● **WHAT IS BEING ASKED**:
In the essay on perfection, rewrite the passage starting with "Our admiration of" and going on through "two are inseparable.", swapping "hideous" for "wretched" wherever it occurs.

● **TEXT**:
⁂

May 11, 2010 21:43
Children know life best, I think.
Why do we convolute life as we get older? Is it because we view life more honestly? Is it, perhaps, because life actually becomes more complex as we take on more responsibility? Or maybe, it is a combination of the two. However honest I believe this to be, I also think the reason life becomes stuffier as we age is because we make it so.
Let me explain. As humans, we have a single rudimentary flaw. Imperfection. And yet, all of us, in some capacity or another desire the opposite. Despite what anyone says, the reason we work is not as simple as “I need a paycheck.” This may be the fundamental reason; it is not the principal reason. Something within us all, whether minute or weighty, stirs like disturbed waters, begging us to choose a profession we enjoy. Why is this? Why is emphasis put on “joyful” occupation, especially if all we need is “a paycheck?” Comment on how much sense that makes. I dare you.
Perfection is the key. It’s what we strive for, it’s why we live, it’s the basis of religion, philosophy, and even disbelief. It’s why psychologists remain employed, it’s why we cry ourselves to sleep at night, it’s the foundation of all disharmony and unhappiness. Why, then, do we long for something so profoundly moving and irritating? Something so cold, but so necessary? It is murder, it is agony, it is excellence-it is stupid. And yet, we need it.
Why?
We yearn for perfection, I think, because it is the only thing we cannot achieve on our own. This is where the belief in otherworldly creatures and beings comes from. Be it Krishna, Allah, or Christ, humans never cease to be inspired by the belief in a “higher power.” Who can deny it? Even atheists must believe in God to deny Him, yes? Or at least a form of a god. These gods, whether their deeds be dastardly or not, have what we want. Regardless of their actions, gods are perfect. Perfect skin, perfect hair, perfect age-or at least a younger appearance; less wrinkles-perfect knowledge, perfect wisdom. This is what gives these gods their power-or at least, the power we ascribe to them.
Our admiration of their perfection varies. Perfection wets some people’s whistles. For others, it drives them. Hitler was a man searching for perfection, as was Julius Caesar. Both led hideous lives-as well as hideous deaths. Moses desired perfection, as did Judas. One loved Christ, the other betrayed Him. Perfectionists come in all different shapes, sizes, and colors. So do humans.
Because the two are inseparable.
Children understand this. So what do they do? They, too, strive for perfection. Though I seem to condemn perfection, it is not my purpose. What I’m saying is that children understand the method to living life-the method to striving for perfection. Unlike us, a child refuses to struggle for perfection. If they get it right, they get it right. And they are very proud of their work. If it is wrong, then it is wrong. What, then, is their attitude? Better luck next time? No. Their minds stray far from it-the imperfection of it and all-until the next time they confront the issue. How many of us do the same? Not I, certainly. And many of you I could name offhand who don’t proceed this way either.
What is remarkable about this? Simple-there is no connectivity between perfection and imperfection. In a child’s mind, the two are polar opposites. Whatever is perfect is perfect, whatever is imperfect is imperfect. And this, I wager, is how it should be. The reason adults are capable of making even the simplest situations complicated is because we bring to them every imperfection we’ve ever encountered before, and then attempt to render them all perfect with one simple act of perfection. That’s like writing ten imperfect sentences, but making the final sentence so perfect, it renders the others’ imperfection void. How silly is that?

⁂

● **RECORDS PROVIDED**:
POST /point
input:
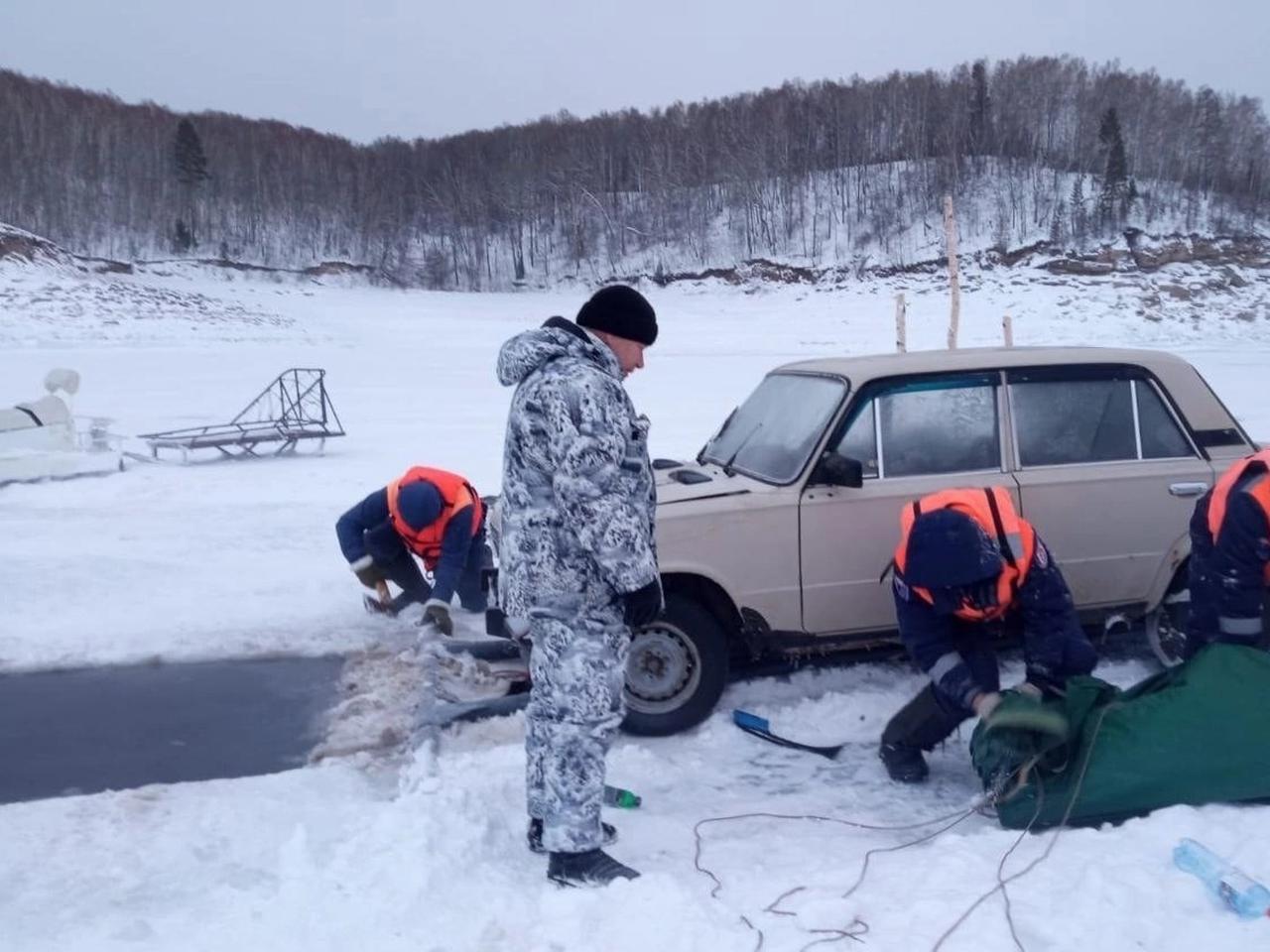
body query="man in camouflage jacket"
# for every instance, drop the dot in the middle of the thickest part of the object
(576, 558)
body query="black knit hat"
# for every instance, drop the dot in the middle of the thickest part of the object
(621, 311)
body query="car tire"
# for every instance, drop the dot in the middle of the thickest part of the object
(1166, 625)
(676, 670)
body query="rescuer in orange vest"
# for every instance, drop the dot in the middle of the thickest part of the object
(1229, 565)
(966, 563)
(429, 513)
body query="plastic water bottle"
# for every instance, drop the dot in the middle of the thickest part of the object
(619, 797)
(1238, 892)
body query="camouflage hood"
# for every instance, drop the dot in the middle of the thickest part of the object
(556, 339)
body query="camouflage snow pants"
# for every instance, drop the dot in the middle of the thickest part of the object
(578, 669)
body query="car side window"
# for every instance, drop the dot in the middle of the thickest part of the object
(1074, 421)
(1091, 420)
(939, 426)
(860, 440)
(1161, 435)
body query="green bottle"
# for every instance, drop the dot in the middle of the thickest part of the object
(622, 798)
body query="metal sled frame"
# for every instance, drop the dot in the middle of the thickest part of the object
(295, 407)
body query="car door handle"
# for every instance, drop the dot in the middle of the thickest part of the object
(1187, 489)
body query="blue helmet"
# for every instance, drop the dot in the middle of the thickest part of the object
(948, 548)
(420, 504)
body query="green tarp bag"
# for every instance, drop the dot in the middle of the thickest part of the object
(1194, 734)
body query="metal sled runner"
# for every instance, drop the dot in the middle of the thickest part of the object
(294, 408)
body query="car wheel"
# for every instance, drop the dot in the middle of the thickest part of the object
(1166, 626)
(676, 670)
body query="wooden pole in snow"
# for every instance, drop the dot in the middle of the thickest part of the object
(951, 234)
(901, 329)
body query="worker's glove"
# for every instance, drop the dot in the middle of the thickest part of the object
(979, 594)
(642, 606)
(367, 571)
(985, 703)
(437, 612)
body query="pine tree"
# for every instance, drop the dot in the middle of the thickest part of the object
(1058, 225)
(1115, 176)
(1079, 211)
(190, 166)
(980, 111)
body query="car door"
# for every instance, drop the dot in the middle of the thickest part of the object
(913, 436)
(1106, 475)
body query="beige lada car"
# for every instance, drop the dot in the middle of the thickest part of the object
(771, 543)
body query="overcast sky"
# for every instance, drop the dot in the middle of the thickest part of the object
(394, 67)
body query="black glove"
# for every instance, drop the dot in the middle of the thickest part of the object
(642, 606)
(979, 594)
(367, 571)
(437, 612)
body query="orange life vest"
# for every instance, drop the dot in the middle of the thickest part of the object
(1259, 489)
(456, 493)
(993, 511)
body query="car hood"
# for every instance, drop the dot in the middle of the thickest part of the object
(690, 481)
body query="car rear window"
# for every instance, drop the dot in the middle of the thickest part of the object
(1091, 420)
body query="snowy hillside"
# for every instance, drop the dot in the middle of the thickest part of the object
(231, 558)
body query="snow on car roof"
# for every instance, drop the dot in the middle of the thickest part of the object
(869, 366)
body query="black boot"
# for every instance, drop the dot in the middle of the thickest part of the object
(917, 726)
(535, 835)
(590, 869)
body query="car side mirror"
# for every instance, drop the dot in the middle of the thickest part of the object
(838, 470)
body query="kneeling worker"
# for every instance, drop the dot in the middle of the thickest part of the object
(1229, 565)
(965, 560)
(439, 517)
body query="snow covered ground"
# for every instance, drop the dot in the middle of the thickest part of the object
(230, 558)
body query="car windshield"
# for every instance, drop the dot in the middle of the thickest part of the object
(771, 435)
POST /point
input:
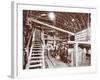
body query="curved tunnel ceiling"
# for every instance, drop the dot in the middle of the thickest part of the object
(68, 21)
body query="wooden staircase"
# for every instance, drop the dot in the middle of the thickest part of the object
(36, 55)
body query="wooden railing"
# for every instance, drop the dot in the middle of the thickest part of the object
(43, 47)
(30, 48)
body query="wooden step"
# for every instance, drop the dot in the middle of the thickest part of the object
(38, 51)
(35, 63)
(36, 55)
(38, 67)
(36, 59)
(31, 61)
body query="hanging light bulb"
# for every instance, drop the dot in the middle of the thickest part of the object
(51, 16)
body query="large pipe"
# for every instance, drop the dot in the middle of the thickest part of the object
(54, 27)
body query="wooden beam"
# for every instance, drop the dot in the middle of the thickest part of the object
(54, 27)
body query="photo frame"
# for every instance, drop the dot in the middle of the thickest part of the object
(31, 24)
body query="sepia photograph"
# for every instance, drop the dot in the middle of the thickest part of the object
(54, 39)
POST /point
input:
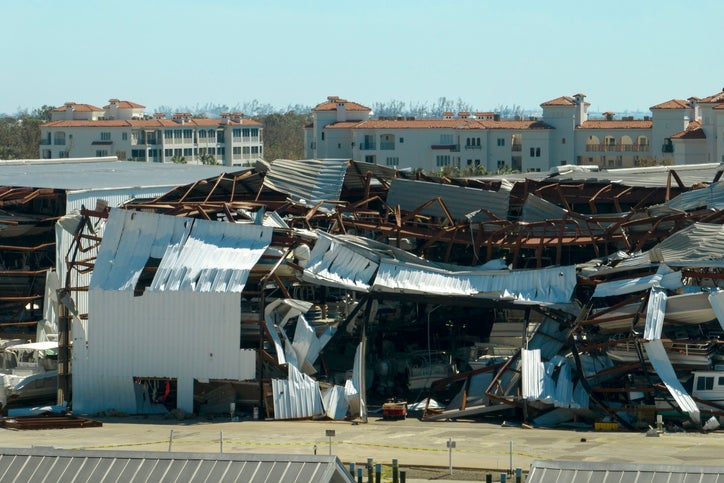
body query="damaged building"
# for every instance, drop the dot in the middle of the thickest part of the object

⁂

● **RESULT OF THIS TASK**:
Our admiration of their perfection varies. Perfection wets some people’s whistles. For others, it drives them. Hitler was a man searching for perfection, as was Julius Caesar. Both led wretched lives-as well as wretched deaths. Moses desired perfection, as did Judas. One loved Christ, the other betrayed Him. Perfectionists come in all different shapes, sizes, and colors. So do humans.
Because the two are inseparable.